RAW RECORDS
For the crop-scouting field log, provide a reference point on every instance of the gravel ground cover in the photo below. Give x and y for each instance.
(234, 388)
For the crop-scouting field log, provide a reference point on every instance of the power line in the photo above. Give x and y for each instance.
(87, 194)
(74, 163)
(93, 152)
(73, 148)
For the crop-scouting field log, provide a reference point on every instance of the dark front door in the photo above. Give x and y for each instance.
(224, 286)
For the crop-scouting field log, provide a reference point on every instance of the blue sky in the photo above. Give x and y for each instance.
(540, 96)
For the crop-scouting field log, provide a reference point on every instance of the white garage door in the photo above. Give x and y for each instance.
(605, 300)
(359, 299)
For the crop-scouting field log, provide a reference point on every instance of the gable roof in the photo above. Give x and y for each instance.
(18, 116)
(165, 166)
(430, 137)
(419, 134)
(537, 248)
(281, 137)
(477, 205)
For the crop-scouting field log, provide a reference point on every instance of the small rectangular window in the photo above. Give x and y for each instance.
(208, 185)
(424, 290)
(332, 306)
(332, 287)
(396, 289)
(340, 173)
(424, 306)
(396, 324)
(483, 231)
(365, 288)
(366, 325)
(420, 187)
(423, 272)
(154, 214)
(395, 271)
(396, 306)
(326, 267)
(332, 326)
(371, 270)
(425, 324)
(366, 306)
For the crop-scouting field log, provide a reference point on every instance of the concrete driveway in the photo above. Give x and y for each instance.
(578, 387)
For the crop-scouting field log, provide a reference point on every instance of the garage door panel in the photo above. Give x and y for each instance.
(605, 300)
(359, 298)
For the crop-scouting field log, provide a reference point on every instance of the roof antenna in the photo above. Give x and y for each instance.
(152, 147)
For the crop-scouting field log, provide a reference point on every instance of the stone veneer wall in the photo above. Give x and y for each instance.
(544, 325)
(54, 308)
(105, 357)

TASK GOAL
Reproduce the data verbatim, from the line containing "of the stone" through the final line of the data, with both of those lines included.

EXERCISE SOLUTION
For the crop-scouting field log, provide a reference point on every instance of the stone veneer wall in the photo above. Give x and y for each instance.
(544, 325)
(54, 308)
(105, 357)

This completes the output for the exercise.